--- Task inputs Enclosed Below ---

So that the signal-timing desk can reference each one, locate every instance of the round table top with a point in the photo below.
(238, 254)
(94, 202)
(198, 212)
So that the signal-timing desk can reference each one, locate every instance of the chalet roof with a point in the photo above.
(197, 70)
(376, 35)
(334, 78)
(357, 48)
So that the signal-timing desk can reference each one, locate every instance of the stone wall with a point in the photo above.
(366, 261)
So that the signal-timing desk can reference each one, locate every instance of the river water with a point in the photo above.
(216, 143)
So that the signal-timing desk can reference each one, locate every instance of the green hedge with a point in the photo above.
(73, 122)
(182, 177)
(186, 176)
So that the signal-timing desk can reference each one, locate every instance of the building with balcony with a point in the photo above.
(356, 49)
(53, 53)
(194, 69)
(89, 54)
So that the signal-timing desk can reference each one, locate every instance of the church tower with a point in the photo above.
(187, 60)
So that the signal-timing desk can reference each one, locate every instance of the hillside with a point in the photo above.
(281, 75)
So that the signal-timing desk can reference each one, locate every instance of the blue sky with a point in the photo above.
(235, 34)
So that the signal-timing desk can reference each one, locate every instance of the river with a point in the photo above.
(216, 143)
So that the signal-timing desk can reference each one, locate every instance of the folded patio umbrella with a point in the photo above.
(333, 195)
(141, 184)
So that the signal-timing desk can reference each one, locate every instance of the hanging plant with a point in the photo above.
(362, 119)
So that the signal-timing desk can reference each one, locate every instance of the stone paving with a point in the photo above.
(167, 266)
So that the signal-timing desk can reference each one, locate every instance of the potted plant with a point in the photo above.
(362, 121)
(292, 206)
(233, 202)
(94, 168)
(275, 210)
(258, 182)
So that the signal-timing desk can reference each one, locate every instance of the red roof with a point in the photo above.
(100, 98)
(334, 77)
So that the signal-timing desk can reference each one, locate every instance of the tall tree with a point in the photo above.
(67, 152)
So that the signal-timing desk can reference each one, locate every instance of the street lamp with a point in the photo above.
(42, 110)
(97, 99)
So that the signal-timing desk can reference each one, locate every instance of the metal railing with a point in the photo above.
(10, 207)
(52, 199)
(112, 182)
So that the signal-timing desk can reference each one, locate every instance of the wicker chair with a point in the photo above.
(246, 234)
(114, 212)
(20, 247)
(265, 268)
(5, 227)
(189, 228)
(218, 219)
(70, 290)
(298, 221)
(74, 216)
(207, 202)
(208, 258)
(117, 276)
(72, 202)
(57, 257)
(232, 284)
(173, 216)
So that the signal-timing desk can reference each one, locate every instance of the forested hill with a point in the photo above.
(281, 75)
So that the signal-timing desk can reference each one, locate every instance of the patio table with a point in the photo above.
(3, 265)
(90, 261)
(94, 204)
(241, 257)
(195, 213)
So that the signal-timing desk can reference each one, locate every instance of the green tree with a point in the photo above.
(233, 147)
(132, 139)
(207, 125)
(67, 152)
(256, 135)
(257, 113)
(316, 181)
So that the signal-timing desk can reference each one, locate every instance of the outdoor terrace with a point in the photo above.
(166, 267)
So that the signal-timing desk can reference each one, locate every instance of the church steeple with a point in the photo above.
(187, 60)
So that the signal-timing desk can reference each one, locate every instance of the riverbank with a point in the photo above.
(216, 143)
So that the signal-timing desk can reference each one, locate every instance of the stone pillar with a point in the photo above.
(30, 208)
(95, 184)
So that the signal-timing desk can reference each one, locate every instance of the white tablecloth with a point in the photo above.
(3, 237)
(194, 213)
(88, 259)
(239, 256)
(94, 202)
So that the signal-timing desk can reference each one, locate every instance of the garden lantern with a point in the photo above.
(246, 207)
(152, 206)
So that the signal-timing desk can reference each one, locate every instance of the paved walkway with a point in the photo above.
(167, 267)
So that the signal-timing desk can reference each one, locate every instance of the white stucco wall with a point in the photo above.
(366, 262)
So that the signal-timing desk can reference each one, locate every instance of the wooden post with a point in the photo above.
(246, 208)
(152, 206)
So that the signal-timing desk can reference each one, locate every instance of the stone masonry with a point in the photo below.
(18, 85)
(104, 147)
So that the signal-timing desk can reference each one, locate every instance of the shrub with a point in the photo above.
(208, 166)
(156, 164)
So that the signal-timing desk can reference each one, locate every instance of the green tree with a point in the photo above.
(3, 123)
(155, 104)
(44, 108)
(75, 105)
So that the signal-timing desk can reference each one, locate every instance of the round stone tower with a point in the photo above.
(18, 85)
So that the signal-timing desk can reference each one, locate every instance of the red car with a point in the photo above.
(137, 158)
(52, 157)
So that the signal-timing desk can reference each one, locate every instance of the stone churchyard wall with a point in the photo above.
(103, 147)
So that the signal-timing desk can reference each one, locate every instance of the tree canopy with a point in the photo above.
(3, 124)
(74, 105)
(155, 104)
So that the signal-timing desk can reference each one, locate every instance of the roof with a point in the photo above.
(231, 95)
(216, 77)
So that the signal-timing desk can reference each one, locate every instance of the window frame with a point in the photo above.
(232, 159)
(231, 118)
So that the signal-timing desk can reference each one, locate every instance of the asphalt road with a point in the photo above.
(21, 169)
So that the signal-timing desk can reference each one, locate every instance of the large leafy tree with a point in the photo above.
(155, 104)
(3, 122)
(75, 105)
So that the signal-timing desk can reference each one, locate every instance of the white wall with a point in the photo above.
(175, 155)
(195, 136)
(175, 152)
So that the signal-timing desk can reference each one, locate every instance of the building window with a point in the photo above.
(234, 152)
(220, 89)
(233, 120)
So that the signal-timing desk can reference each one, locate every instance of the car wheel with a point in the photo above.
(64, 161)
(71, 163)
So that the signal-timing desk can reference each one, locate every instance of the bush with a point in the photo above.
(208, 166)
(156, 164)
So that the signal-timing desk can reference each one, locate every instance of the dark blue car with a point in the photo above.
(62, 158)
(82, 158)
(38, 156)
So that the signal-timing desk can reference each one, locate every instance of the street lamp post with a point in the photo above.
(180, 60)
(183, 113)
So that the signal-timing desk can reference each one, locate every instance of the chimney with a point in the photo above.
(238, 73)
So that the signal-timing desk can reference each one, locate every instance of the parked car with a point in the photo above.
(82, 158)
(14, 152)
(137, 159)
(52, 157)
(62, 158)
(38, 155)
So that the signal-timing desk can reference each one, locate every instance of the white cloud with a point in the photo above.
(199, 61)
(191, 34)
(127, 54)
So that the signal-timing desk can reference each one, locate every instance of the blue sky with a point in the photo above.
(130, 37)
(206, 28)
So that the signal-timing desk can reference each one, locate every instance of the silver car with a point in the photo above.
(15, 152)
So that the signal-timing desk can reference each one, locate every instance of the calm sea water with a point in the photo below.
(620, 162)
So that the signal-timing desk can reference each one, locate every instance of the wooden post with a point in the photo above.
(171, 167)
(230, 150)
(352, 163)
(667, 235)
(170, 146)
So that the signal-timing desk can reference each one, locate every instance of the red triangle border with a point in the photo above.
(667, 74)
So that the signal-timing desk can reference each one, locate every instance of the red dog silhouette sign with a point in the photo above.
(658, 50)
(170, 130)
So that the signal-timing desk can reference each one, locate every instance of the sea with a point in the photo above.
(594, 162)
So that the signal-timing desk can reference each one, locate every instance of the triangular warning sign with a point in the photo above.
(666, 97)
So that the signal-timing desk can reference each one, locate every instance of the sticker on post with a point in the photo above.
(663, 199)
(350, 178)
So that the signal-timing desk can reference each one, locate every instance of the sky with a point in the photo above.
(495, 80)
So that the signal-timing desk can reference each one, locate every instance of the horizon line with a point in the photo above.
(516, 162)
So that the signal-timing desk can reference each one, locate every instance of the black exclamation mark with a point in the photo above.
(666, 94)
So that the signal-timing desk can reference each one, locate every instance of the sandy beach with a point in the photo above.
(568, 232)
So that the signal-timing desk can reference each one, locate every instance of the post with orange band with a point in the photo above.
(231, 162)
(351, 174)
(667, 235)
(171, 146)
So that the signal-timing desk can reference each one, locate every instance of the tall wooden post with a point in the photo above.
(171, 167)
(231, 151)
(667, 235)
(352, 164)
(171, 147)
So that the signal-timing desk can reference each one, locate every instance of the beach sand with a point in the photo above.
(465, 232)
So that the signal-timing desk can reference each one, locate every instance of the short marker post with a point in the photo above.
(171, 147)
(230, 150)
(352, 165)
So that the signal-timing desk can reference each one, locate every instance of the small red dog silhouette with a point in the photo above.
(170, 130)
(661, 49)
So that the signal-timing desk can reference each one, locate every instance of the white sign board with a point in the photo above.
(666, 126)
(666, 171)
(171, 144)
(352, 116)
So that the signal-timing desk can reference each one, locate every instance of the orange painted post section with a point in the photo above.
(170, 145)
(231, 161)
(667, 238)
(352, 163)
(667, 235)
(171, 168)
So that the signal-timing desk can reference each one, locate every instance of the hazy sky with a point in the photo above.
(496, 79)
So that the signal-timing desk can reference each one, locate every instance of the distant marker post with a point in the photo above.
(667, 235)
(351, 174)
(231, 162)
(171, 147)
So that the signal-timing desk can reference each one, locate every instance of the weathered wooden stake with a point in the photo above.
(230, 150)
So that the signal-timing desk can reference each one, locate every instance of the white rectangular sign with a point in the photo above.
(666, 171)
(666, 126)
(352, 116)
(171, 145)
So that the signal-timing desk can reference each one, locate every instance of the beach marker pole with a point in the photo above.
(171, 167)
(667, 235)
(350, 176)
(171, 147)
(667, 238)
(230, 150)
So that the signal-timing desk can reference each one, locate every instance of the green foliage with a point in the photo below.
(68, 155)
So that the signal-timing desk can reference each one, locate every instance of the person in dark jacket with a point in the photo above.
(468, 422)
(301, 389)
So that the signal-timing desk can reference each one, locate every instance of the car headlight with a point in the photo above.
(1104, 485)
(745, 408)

--- End of Enclosed Task inputs ---

- Work required:
Give an exact reproduction of the lines from the one with "of the hazy" to the final line of the entries, including both.

- Solution for this task:
So that the signal-timing desk can reference each one, locate every instance of the hazy sky with a point in the photo above.
(496, 79)
So that the signal-timing desk can reference each one, locate every instance of the distant marker post with a point in the photo above.
(667, 235)
(351, 174)
(231, 162)
(171, 147)
So that the signal-timing desk can reference each one, locate every instance of the weathered wooden stake with a point in the photo above.
(230, 150)
So that the signal-timing desk can reference each one, locate every instance of the white rectangular sign with a point in the photo above.
(666, 171)
(666, 126)
(352, 116)
(171, 145)
So that the signal-timing desk can reference each one, locate every instance of the beach marker pole with a point in the photo above.
(171, 167)
(667, 235)
(350, 176)
(171, 147)
(667, 238)
(230, 150)
So that the signal-timing desk can reference each one, locate every instance of the green foliage with a point in the photo below.
(68, 155)
So that the signal-timing desk can reference each one, locate every instance of the person in dark jacket with a point in the photo above.
(468, 422)
(301, 389)
So that the signal-timing desk can reference each one, locate every instance of the car headlight with a point in the photo above.
(1104, 485)
(745, 408)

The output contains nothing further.